───── KUTIPAN YANG TERSEDIA ─────
RADARINDONESIANEWS.COM- JAKARTA – Awal 2020 kembali digencarkan pergerakan-pergerakan perempuan yang berfokus pada pembelaan hak asasi wanita termasuk kesetaraan gender. Sejak dulu sampai sekarang para wanita yang masih bersih keras untuk menyamakan kedudukannya dengan laki-laki ini tampak tidak pernah lelah dengan tuntutannya, bahkan bisa kita lihat di tahun ini sangat masif pergerakan dan opini mereka.
Kasus yang sering mereka angkat adalah kekerasan pada perempuan, pelecehan seksual serta diskriminasi terhadap kaum perempuan termasuk budaya patriaki yang dianggap sebagai biangkerok diskriminasi terhadap perempuan. Patriaki sendiri adalah sistem sosial atau budaya yang menempatkan posisi laki-laki di atas perempuan.
Laki-laki lebih dominan dan berkuasa atas segala sesuatu termasuk ranah politik ataupun kepemimpinan.
Dari sinilah para pengusung ide kufur kesetaran gender bergerak, demi memuaskan hasrat emosionalnya untuk membebaskan diri dari dominasi kaum laki-laki.
───── CATATAN YANG TERSEDIA ─────
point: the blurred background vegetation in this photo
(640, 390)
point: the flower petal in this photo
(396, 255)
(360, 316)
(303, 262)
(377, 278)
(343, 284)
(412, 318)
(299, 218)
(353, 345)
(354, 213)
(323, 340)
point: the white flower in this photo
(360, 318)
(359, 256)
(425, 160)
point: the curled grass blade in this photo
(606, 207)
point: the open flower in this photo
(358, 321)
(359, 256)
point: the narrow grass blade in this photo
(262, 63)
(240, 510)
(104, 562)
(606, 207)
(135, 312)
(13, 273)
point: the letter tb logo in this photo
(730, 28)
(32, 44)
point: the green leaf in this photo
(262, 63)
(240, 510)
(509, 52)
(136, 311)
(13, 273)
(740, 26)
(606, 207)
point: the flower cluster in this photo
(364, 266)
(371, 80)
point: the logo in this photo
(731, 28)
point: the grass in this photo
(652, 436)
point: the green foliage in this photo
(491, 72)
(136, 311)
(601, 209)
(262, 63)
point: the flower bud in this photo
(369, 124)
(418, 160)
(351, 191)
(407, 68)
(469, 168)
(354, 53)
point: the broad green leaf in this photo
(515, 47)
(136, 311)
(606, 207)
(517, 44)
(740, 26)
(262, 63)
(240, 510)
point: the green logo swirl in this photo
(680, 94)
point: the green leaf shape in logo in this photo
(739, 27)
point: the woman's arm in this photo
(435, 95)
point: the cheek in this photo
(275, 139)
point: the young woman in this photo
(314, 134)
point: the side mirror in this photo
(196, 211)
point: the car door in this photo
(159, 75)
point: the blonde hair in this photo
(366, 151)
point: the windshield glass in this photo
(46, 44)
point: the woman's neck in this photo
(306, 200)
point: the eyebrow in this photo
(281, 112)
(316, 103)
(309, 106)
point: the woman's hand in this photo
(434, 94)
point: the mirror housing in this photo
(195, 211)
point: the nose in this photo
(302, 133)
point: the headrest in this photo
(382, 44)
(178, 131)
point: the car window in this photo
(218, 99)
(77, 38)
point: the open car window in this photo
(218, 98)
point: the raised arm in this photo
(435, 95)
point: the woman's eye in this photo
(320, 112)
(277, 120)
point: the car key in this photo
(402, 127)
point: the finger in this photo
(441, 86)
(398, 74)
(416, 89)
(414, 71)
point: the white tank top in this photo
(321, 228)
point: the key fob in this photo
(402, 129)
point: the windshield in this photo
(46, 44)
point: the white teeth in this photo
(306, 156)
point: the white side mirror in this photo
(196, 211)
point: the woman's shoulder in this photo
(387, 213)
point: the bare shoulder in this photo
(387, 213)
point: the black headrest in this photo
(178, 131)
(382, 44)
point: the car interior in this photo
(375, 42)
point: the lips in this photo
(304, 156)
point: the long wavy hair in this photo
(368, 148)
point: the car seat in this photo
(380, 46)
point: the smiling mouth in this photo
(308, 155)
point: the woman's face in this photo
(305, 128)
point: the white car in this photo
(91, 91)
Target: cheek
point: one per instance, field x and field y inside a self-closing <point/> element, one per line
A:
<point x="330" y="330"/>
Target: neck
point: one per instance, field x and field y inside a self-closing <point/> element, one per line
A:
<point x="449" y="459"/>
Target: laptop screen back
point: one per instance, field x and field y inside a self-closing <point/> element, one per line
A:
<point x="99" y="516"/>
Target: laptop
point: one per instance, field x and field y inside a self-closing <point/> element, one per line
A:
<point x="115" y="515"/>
─────
───── CATATAN YANG TERSEDIA ─────
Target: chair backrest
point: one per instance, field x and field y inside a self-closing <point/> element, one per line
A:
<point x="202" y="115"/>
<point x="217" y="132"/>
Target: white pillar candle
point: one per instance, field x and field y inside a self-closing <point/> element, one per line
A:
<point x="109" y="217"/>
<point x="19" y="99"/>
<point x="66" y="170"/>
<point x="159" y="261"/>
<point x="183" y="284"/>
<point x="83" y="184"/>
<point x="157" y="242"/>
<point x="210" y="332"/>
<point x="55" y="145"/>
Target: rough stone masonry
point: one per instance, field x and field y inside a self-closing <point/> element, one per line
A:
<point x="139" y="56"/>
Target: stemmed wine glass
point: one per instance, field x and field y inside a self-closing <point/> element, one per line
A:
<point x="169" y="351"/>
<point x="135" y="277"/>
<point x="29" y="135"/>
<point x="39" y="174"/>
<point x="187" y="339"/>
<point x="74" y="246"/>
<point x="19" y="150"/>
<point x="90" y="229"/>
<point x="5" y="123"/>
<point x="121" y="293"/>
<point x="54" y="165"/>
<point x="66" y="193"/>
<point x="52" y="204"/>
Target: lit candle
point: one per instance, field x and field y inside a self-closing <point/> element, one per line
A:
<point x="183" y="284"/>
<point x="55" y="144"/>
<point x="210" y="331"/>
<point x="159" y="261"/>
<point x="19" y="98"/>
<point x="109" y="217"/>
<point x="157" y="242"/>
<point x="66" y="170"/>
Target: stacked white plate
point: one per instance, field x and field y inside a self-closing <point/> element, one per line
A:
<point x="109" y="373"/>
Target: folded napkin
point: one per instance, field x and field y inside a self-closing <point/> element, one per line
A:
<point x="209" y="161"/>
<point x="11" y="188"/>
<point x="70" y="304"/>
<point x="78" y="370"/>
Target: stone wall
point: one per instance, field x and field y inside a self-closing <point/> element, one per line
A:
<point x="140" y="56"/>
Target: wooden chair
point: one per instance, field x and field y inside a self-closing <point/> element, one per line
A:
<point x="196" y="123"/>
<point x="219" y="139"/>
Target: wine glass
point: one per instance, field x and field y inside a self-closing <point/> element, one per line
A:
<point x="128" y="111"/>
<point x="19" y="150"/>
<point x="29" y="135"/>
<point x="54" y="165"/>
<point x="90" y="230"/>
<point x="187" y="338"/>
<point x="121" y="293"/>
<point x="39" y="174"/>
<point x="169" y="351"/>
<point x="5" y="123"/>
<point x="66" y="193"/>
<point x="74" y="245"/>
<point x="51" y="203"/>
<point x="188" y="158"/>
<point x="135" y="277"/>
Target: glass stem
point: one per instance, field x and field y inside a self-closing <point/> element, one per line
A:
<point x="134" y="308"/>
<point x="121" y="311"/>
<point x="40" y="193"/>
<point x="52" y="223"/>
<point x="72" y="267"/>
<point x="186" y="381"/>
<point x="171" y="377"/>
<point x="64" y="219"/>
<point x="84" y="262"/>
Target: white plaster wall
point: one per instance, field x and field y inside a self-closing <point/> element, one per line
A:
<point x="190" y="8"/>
─────
» PETUNJUK LATIHAN: Kutip tanpa perubahan bagian teks tentang gerakan kesetaraan gender, mulai dari "Kasus yang sering" dan berakhir pada "dominasi kaum laki-laki.". Catatan tersebut tidak diperlukan di sini.

» JAWABAN:
Kasus yang sering mereka angkat adalah kekerasan pada perempuan, pelecehan seksual serta diskriminasi terhadap kaum perempuan termasuk budaya patriaki yang dianggap sebagai biangkerok diskriminasi terhadap perempuan. Patriaki sendiri adalah sistem sosial atau budaya yang menempatkan posisi laki-laki di atas perempuan.
Laki-laki lebih dominan dan berkuasa atas segala sesuatu termasuk ranah politik ataupun kepemimpinan.
Dari sinilah para pengusung ide kufur kesetaran gender bergerak, demi memuaskan hasrat emosionalnya untuk membebaskan diri dari dominasi kaum laki-laki.